*DATASET EXCERPTS*.
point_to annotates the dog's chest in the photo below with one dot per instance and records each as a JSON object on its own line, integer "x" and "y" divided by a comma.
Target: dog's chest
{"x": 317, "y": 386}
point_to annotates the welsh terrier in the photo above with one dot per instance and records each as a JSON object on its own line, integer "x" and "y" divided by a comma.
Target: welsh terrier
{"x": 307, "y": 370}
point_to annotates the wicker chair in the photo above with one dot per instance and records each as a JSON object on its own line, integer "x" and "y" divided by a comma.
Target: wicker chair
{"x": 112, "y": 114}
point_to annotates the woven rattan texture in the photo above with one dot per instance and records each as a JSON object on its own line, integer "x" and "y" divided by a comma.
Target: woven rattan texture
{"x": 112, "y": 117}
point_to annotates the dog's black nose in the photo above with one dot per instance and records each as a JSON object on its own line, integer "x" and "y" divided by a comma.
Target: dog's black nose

*PROBLEM*.
Copy out all of the items above, swapping "one dot per instance" for "a single dot for each instance" each time it appears and keeping everything else the same.

*THE SOLUTION*.
point_to annotates the dog's chest in the photo below with a single dot for each instance and records each as a JSON object on its own line, integer "x" and "y" divided by a comma.
Target: dog's chest
{"x": 317, "y": 386}
point_to annotates the welsh terrier in the photo above with a single dot for each instance and records each as a JSON object on its own line, integer "x" and "y" divided by a comma.
Target: welsh terrier
{"x": 307, "y": 370}
point_to annotates the wicker chair in the photo above with a single dot for each instance and records each as a JSON object on its own line, integer "x" and "y" divided by a comma.
Target: wicker chair
{"x": 112, "y": 114}
point_to annotates the woven rattan texture in the photo above with a single dot for each instance and records each as a JSON object on its own line, integer "x" and "y" divided by a comma.
Target: woven rattan texture
{"x": 112, "y": 117}
point_to annotates the dog's black nose in the photo above with a single dot for each instance and records each as a JSON object on its own line, integer "x" and "y" divided by a comma.
Target: dog's black nose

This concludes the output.